> _TASK STATEMENT_: Because the pictures are not wanted, give back only the exact text of every entry below.

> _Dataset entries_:
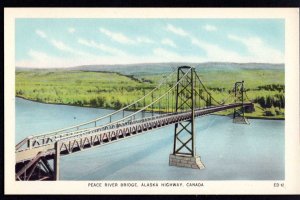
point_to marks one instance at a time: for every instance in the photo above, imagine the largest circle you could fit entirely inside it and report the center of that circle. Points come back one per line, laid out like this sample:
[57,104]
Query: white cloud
[144,40]
[118,37]
[169,42]
[208,27]
[71,30]
[176,30]
[63,47]
[258,50]
[41,34]
[102,47]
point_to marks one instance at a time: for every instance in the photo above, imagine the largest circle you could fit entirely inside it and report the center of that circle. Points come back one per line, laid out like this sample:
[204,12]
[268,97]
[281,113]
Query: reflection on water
[229,151]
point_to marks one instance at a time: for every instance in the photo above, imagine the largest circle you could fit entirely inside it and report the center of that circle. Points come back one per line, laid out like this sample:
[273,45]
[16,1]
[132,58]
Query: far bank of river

> _RESPONSE TO THIS TASK_:
point_to marks one instance at a time: for every instance in the photo above, imagine the largest circle you could fit entirely inside it and report the center of that circle. Points come back one per line, laid out like this sample:
[57,104]
Query: white cloud
[144,40]
[118,37]
[169,42]
[208,27]
[71,30]
[176,30]
[63,47]
[258,50]
[41,34]
[102,47]
point_to marks one instance at a time: for every instance in the photo above, imagine the largest circle you could fit entirely inside it and report the center of that circle. Points come back one per line, laid out like this sample:
[204,12]
[268,97]
[281,113]
Query: reflection on water
[229,151]
point_to marks one instance at a time: for every instance in the photo above, imagine the largest circle you could fit entirely inside it and report the center of that circle. Points come back one per line, laid out like this sample:
[273,45]
[16,1]
[132,58]
Query: far bank of river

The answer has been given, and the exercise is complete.